### TEXT PROVIDED
------------------------------------------------

The Royal Army Medical Corps in the Great War...
...a new Images of War book from Pen and Sword
Title: The Royal Army Medical Corps in the Great War
Author: Michael Green
Publisher: Timothy McCracken
This recent addition to the Images of War series by Pen and Sword is a little different from usual. This is very much a story of the people, those who made up the medical services which supported the British and Commonwealth soldiers wherever in the world they served during WW1.
The book is split into 5 chapters which give a helpful outline as to the scope of the subject. Following an Introduction it goes through Faces of the RAMC; The United Kingdom; France and Belgium; A Global War; and is rounded off with After the Conflict. By far the bulk of the picture collection included in all of the chapters are portrait photos of individuals, and small or larger groups. For the figure modeller and the re-enactor there are some interesting details to be gleaned from these, with changes to the uniforms depending on the season and the local climates, be it a winter on the Western Front or the heat of the Middle East. The goatskin jackets make for an interesting look for one, though no doubt good for keeping warmer in a cold winter.

------------------------------------------------

### GIVEN INFORMATION

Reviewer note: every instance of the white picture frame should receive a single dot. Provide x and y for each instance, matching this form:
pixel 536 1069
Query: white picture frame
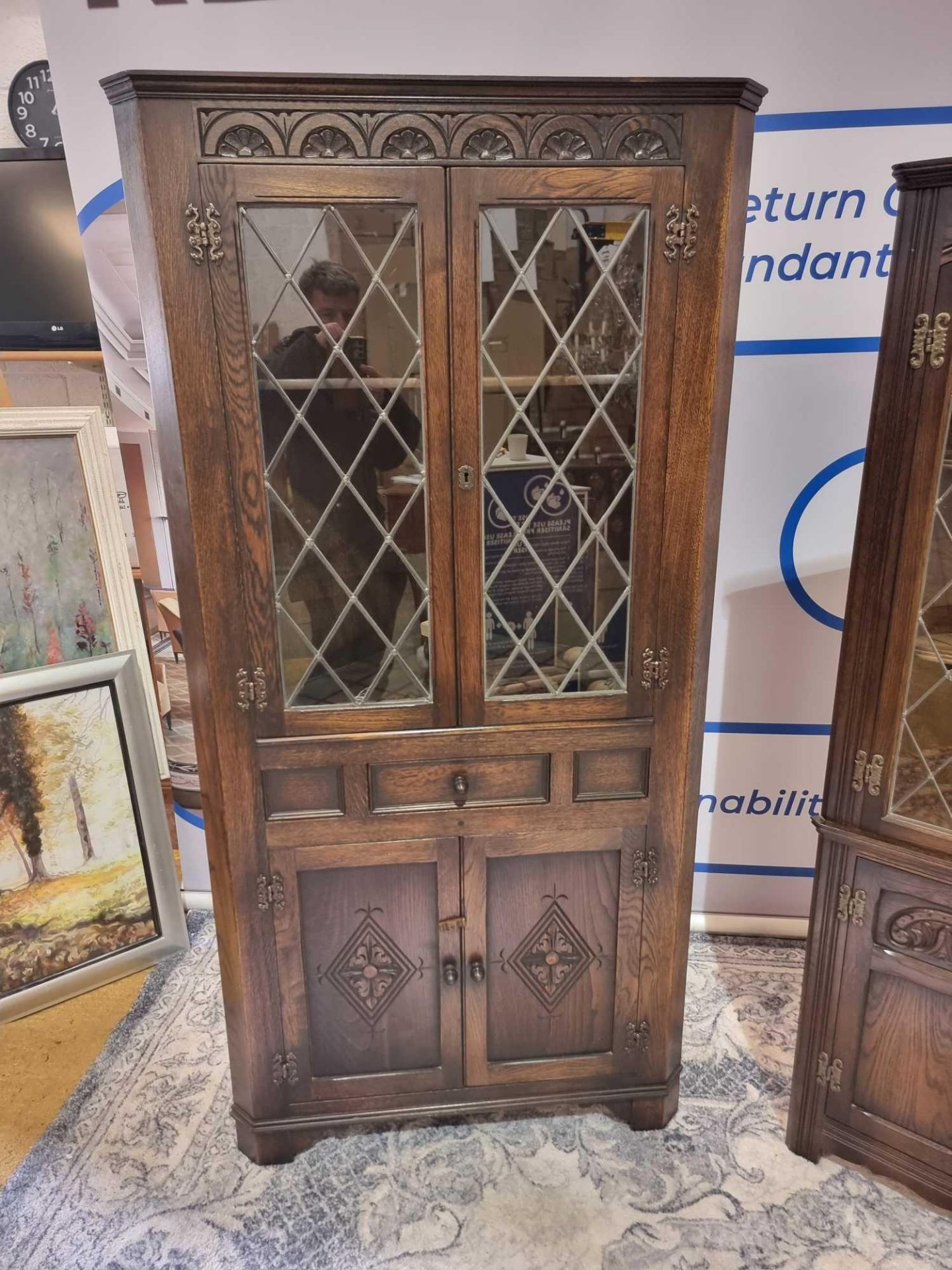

------------------------------------------------

### EXPLORE THE MATERIAL
1. From the review of The Royal Army Medical Corps in the Great War, copy the stretch from "The book is" through "a cold winter.".
2. Continue the review of the book The Royal Army Medical Corps in the Great War from its last sentence.

### ANSWERS PER TASK
1.
The book is split into 5 chapters which give a helpful outline as to the scope of the subject. Following an Introduction it goes through Faces of the RAMC; The United Kingdom; France and Belgium; A Global War; and is rounded off with After the Conflict. By far the bulk of the picture collection included in all of the chapters are portrait photos of individuals, and small or larger groups. For the figure modeller and the re-enactor there are some interesting details to be gleaned from these, with changes to the uniforms depending on the season and the local climates, be it a winter on the Western Front or the heat of the Middle East. The goatskin jackets make for an interesting look for one, though no doubt good for keeping warmer in a cold winter.

2.
Among the pictures are what was clearly a popular pastime, the formation of a football team to occupy spare time, wherever in the world the units were serving. There are also copies of archive documents, such as locally produced Christmas cards, journals and even postcards home from individuals.
The closest to the front line were the Field Ambulance units, and they were supported by the Advance Dressing Stations, then the Casualty Clearing Stations and behind them the General Hospitals, where the most seriously injured would be transferred back to the UK for more expert treatments. There were both horse-drawn and motorised ambulances, along with hospital trains and even barges, let alone the large Hospital Ships. A good way of acknowledging and remembering those members of the RAMC who had to cope with the huge number of wounded that had to be dealt with thanks to the many horrors of the modern weapons of warfare that took such a toll throughout WW1.
Thanks to Pen and Sword for this review copy.